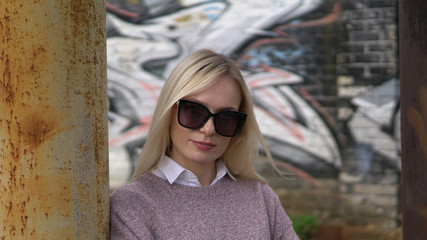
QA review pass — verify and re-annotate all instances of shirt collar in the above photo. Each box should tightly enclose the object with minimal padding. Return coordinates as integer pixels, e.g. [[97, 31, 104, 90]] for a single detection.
[[153, 156, 236, 186]]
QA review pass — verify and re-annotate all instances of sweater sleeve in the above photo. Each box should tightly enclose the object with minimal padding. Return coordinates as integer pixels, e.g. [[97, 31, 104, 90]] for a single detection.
[[263, 184, 299, 240], [110, 190, 154, 240]]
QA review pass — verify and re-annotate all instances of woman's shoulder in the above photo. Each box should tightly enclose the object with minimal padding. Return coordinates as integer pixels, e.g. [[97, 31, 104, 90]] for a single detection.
[[110, 174, 161, 203]]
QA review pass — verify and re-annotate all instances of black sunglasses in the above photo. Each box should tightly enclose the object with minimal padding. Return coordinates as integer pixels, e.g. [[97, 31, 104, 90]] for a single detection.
[[178, 99, 247, 137]]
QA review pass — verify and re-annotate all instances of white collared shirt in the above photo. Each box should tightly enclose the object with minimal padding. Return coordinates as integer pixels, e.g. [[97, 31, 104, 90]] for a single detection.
[[151, 156, 236, 187]]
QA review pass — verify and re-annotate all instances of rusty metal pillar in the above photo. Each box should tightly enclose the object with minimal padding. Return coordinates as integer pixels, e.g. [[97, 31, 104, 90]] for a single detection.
[[0, 0, 109, 240], [399, 0, 427, 240]]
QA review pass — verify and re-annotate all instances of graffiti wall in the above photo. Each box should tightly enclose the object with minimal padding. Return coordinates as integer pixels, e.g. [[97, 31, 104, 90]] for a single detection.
[[107, 0, 400, 228]]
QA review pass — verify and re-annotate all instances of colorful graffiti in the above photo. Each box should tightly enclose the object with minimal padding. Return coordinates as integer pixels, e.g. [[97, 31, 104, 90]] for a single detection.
[[107, 0, 399, 188]]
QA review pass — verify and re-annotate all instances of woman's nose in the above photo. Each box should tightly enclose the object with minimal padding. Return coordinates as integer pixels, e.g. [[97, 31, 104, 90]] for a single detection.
[[200, 117, 215, 136]]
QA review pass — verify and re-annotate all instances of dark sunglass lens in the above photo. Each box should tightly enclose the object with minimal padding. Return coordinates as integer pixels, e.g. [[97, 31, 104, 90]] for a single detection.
[[178, 101, 209, 129], [215, 111, 246, 137]]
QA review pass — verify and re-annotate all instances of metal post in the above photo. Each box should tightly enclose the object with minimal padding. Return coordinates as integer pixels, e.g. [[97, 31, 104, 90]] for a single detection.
[[0, 0, 109, 239], [399, 0, 427, 240]]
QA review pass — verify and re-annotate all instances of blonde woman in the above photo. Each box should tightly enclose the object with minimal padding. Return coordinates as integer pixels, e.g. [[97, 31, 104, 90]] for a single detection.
[[110, 49, 298, 240]]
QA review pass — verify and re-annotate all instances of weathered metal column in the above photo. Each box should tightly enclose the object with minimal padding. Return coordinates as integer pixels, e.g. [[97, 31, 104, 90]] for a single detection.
[[399, 0, 427, 240], [0, 0, 109, 240]]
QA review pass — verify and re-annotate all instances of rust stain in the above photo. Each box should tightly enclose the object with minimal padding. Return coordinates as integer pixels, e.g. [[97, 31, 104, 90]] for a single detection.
[[0, 0, 109, 239], [408, 86, 427, 158]]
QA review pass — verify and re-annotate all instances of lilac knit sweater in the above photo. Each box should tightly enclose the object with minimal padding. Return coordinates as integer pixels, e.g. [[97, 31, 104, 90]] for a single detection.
[[110, 173, 298, 240]]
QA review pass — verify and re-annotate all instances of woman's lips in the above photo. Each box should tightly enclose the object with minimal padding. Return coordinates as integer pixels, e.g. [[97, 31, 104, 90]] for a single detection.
[[193, 141, 215, 150]]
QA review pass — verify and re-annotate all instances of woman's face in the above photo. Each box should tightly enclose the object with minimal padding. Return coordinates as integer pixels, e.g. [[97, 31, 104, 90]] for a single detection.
[[169, 76, 241, 171]]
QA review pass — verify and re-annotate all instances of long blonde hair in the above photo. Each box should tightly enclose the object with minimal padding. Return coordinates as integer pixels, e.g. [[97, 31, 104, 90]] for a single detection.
[[131, 49, 273, 182]]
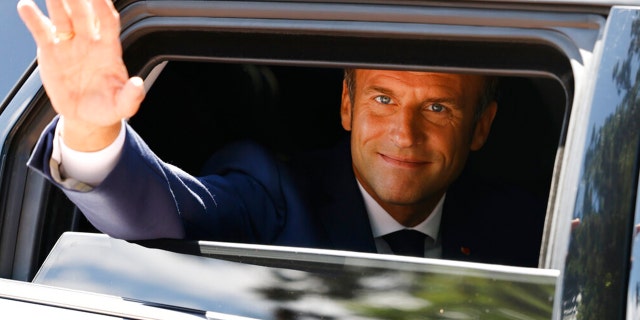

## EXERCISE BRIEF
Convert all the items above into a JSON list of strings with one string per line, skipping any blank lines and leaving the pictures out.

## FULL ANSWER
[
  "QA review pass — verify and re-annotate all instances of shirt collar in the above photo. Each box should tightly enclose the object with minimal padding. Return coordinates as integer pixels, e.g. [[97, 31, 104, 90]] for a single detection.",
  "[[153, 156, 236, 186]]",
  "QA review pass — verify and re-annotate all instances of sweater sleeve in the above photo. Each box should tightly enclose the object with minimal padding. Return coordinates as integer pixels, e.g. [[97, 31, 104, 90]] for a single detection.",
  "[[263, 184, 299, 240], [110, 190, 154, 240]]",
  "QA review pass — verify and re-annotate all instances of woman's shoulder in the above photo. Each box should tightly enclose the object with minimal padding. Return coordinates as integer pixels, e.g. [[97, 31, 104, 90]] for a single detection.",
  "[[110, 174, 161, 203]]",
  "QA review pass — verify and re-annotate all instances of black sunglasses in the above photo. Each box should tightly enclose the object with minimal padding. Return coordinates as integer pixels, e.g. [[97, 31, 104, 90]] for a single detection.",
  "[[178, 99, 247, 137]]",
  "QA review pass — verify and re-annotate all instances of white collared shirt in the above photo. Each box should tightly enclose the object with minimal padding. Return coordinates as integer pixels, e.g. [[97, 31, 104, 90]] for a single detection.",
  "[[151, 156, 236, 187]]",
  "QA review pass — verify and re-annotate all instances of rusty metal pillar in the above photo. Each box should tightly enclose the object with minimal padding. Return coordinates as integer pixels, e.g. [[97, 31, 104, 90]] for a single detection.",
  "[[0, 0, 109, 240], [399, 0, 427, 240]]",
  "QA review pass — verify and re-annotate all instances of graffiti wall in the above photo. Each box should tightly enclose the object with minimal padding. Return coordinates as integer pixels, e.g. [[97, 31, 104, 90]] for a single detection.",
  "[[107, 0, 400, 228]]",
  "QA review pass — verify and re-annotate all instances of colorful graffiti in the above photo. Each box should tightly enclose the object with minimal padding. Return coordinates as integer pixels, e.g. [[97, 31, 104, 90]] for a single detection.",
  "[[107, 0, 399, 188]]",
  "QA review pass — verify and re-annotate all instances of woman's nose in the above photo. Each box should tightly enclose the object with minimal padding. Return coordinates as integer pixels, e.g. [[97, 31, 104, 90]] for a single detection.",
  "[[200, 117, 215, 136]]",
  "QA review pass — verify and re-annotate all instances of dark sunglass lens in the above photo. Each box should tightly enclose the object with minimal padding. Return coordinates as integer pixels, e.g. [[97, 31, 104, 90]] for a single detection.",
  "[[178, 101, 209, 129], [215, 111, 246, 137]]",
  "QA review pass — verify and re-annotate all instances of metal post in the above photo. Each box should tightly enclose the object with minimal padding. Return coordinates as integer pixels, e.g. [[97, 31, 104, 90]] for a single detection.",
  "[[0, 0, 109, 239], [399, 0, 427, 240]]",
  "QA review pass — verify and re-annotate all instances of blonde woman in the above photo. Each box should tightly enclose the object with minimal padding. Return coordinates as integer pixels, e.g. [[97, 31, 104, 90]] for a single detection.",
  "[[110, 49, 298, 240]]",
  "QA review pass — verify and re-annotate all instances of weathered metal column in the above photo. Each box should tightly enclose the object with minimal padding. Return coordinates as integer pixels, e.g. [[97, 31, 104, 90]] for a single detection.",
  "[[399, 0, 427, 240], [0, 0, 109, 240]]",
  "QA review pass — verify and re-annotate all instances of rust stain in the above photo. Each box should tightly enclose the object with minimal padding. Return coordinates as integer pixels, e.g. [[97, 31, 104, 90]] for a single detection.",
  "[[0, 0, 109, 239], [408, 86, 427, 158]]",
  "QA review pass — verify and re-annotate all instances of lilac knit sweater in the above photo. Each box should tightly enclose the object with minimal padding. Return coordinates as integer pixels, e.g. [[97, 31, 104, 90]] for a single detection.",
  "[[110, 173, 298, 240]]",
  "QA review pass — verify and re-annotate all instances of woman's lips in the above photo. Each box should tightly enclose the object with minimal padding. Return coordinates as integer pixels, e.g. [[97, 31, 104, 90]] for a single detection.",
  "[[193, 141, 215, 150]]",
  "QA review pass — verify and re-annotate all instances of woman's face in the above photo. Each box should tightly enclose the object with minimal padding. Return coordinates as integer pixels, e.g. [[97, 31, 104, 90]] for a single detection.",
  "[[169, 76, 241, 171]]",
  "QA review pass — verify and re-annotate all instances of long blonde hair in the above photo. Each box should tightly enclose the object with minimal padding. Return coordinates as integer pixels, e.g. [[97, 31, 104, 90]] for a single detection.",
  "[[131, 49, 273, 182]]"
]